> _Your objective_
Please rewrite each of these rows with "largest" replaced by "biggest" and everything else left unchanged.

> _Input records_

"""

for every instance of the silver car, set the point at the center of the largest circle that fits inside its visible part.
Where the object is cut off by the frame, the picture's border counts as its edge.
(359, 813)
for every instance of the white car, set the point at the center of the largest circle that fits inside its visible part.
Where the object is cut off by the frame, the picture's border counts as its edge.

"""

> _The output_
for every instance of the silver car, set the point at the center of the biggest circle that fits inside its visible part.
Where the object is cut off by the frame, the picture's border counts as its edge.
(359, 813)
for every instance of the white car, set the point at the center of the biggest circle that fits inside its visible part.
Where the object is cut off by the frame, the picture's border counts as its edge.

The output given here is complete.